(Exercise materials Opens)

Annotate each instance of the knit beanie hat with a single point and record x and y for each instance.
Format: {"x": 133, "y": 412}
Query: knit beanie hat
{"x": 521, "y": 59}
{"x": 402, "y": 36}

(Exercise materials Closes)

### [Work instruction]
Extract all of the data above and output it character for character.

### [Output for this task]
Annotate each instance of the knit beanie hat with a single point and record x and y for each instance.
Format: {"x": 133, "y": 412}
Query: knit beanie hat
{"x": 521, "y": 59}
{"x": 402, "y": 36}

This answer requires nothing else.